***** Provided material *****

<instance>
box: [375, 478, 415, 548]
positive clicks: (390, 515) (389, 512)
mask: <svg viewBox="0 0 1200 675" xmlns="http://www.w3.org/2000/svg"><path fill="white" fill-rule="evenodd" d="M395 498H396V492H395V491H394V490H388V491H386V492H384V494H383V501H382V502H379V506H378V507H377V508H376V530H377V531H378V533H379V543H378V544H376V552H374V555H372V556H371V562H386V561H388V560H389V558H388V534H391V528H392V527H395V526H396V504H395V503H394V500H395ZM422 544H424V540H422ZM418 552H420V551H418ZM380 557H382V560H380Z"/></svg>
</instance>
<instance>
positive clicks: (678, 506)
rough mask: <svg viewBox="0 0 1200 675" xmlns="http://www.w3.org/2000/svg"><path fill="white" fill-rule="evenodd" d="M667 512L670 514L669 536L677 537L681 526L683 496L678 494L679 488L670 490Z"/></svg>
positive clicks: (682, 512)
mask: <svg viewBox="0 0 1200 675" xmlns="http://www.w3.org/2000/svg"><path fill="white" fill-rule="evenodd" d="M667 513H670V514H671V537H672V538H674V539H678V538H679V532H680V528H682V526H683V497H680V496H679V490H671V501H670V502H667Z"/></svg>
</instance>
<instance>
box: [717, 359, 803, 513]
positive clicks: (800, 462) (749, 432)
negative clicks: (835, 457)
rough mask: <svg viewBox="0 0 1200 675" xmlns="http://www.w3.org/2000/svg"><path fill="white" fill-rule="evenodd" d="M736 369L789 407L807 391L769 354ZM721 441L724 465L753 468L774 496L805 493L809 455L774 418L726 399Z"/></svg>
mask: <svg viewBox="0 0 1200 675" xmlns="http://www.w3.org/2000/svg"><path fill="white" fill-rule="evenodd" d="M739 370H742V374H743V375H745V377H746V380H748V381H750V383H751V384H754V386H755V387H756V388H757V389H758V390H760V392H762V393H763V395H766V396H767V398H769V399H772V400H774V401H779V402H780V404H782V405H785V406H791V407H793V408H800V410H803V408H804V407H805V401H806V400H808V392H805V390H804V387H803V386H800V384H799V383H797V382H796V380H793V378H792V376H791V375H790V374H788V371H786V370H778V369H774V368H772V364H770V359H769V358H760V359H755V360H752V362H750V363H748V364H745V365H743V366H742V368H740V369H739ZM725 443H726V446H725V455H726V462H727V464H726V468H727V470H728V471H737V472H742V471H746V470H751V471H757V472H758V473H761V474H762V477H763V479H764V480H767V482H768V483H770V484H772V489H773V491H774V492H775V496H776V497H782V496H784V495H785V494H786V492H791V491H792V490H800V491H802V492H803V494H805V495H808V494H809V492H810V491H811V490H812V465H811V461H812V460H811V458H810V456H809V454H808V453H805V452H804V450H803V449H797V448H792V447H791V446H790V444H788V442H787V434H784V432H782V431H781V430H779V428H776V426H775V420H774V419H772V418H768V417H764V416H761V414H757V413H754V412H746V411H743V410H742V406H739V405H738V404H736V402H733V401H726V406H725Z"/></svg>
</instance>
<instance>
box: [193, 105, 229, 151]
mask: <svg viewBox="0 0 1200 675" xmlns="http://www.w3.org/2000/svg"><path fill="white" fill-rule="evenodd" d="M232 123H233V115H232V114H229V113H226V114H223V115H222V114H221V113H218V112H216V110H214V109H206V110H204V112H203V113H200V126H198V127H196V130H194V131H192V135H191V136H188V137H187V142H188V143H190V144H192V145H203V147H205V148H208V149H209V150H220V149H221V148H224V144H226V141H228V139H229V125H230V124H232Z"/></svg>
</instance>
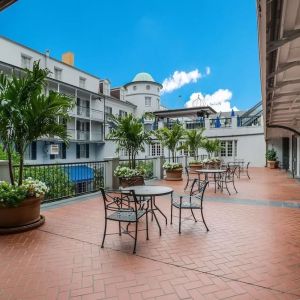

*****

* _Work item_: All records, pictures excluded: copy them exactly.

* _Written solution_:
<instance>
box: [375, 478, 415, 548]
positive clicks: (390, 515) (389, 512)
mask: <svg viewBox="0 0 1200 675" xmlns="http://www.w3.org/2000/svg"><path fill="white" fill-rule="evenodd" d="M395 498H396V492H395V491H394V490H388V491H386V492H384V494H383V501H382V502H379V506H378V507H377V508H376V530H377V531H378V533H379V543H378V544H376V552H374V555H372V556H371V562H386V561H388V560H389V558H388V534H391V528H392V527H395V526H396V504H395V503H394V500H395ZM422 544H424V540H422ZM418 552H420V551H418ZM380 557H382V560H380Z"/></svg>
</instance>
<instance>
positive clicks: (678, 506)
rough mask: <svg viewBox="0 0 1200 675" xmlns="http://www.w3.org/2000/svg"><path fill="white" fill-rule="evenodd" d="M667 512L670 514L669 536L677 537L681 526L683 496L678 494L679 488L670 490Z"/></svg>
positive clicks: (682, 512)
mask: <svg viewBox="0 0 1200 675" xmlns="http://www.w3.org/2000/svg"><path fill="white" fill-rule="evenodd" d="M667 513H670V514H671V537H672V538H674V539H678V538H679V532H680V528H682V526H683V497H680V496H679V490H671V501H670V502H667Z"/></svg>
</instance>
<instance>
box: [717, 359, 803, 513]
positive clicks: (800, 462) (749, 432)
negative clicks: (835, 457)
rough mask: <svg viewBox="0 0 1200 675" xmlns="http://www.w3.org/2000/svg"><path fill="white" fill-rule="evenodd" d="M736 369L789 407L807 391L769 354ZM721 441L724 465L753 468L774 496L805 493L809 455L774 418L726 399Z"/></svg>
mask: <svg viewBox="0 0 1200 675" xmlns="http://www.w3.org/2000/svg"><path fill="white" fill-rule="evenodd" d="M739 370H742V374H743V375H745V377H746V380H748V381H750V383H751V384H754V386H755V387H756V388H757V389H758V390H760V392H762V393H763V395H766V396H767V398H769V399H772V400H774V401H779V402H780V404H782V405H785V406H791V407H793V408H800V410H803V408H804V407H805V401H806V400H808V392H805V390H804V387H803V386H800V384H799V383H797V382H796V380H793V378H792V376H791V375H790V374H788V371H786V370H778V369H774V368H772V364H770V359H769V358H760V359H755V360H752V362H750V363H748V364H745V365H743V366H742V368H740V369H739ZM725 443H726V446H725V455H726V462H727V464H726V468H727V470H728V471H737V472H742V471H746V470H751V471H757V472H758V473H761V474H762V477H763V479H764V480H767V482H768V483H770V484H772V489H773V491H774V492H775V496H776V497H782V496H784V495H785V494H786V492H791V491H792V490H800V491H802V492H803V494H805V495H808V494H809V492H810V491H811V490H812V465H811V461H812V460H811V458H810V456H809V454H808V453H805V452H804V450H803V449H797V448H792V447H791V446H790V444H788V442H787V434H784V432H782V431H781V430H779V428H776V426H775V420H774V419H772V418H768V417H764V416H761V414H757V413H754V412H746V411H743V410H742V406H739V405H738V404H736V402H733V401H726V406H725Z"/></svg>
</instance>
<instance>
box: [193, 105, 229, 151]
mask: <svg viewBox="0 0 1200 675" xmlns="http://www.w3.org/2000/svg"><path fill="white" fill-rule="evenodd" d="M232 123H233V115H232V114H229V113H226V114H223V115H222V114H221V113H218V112H216V110H214V109H206V110H204V112H203V113H200V126H198V127H196V130H194V131H192V135H191V136H188V137H187V142H188V143H190V144H192V145H203V147H205V148H208V149H209V150H220V149H221V148H224V144H226V141H228V139H229V125H230V124H232Z"/></svg>
</instance>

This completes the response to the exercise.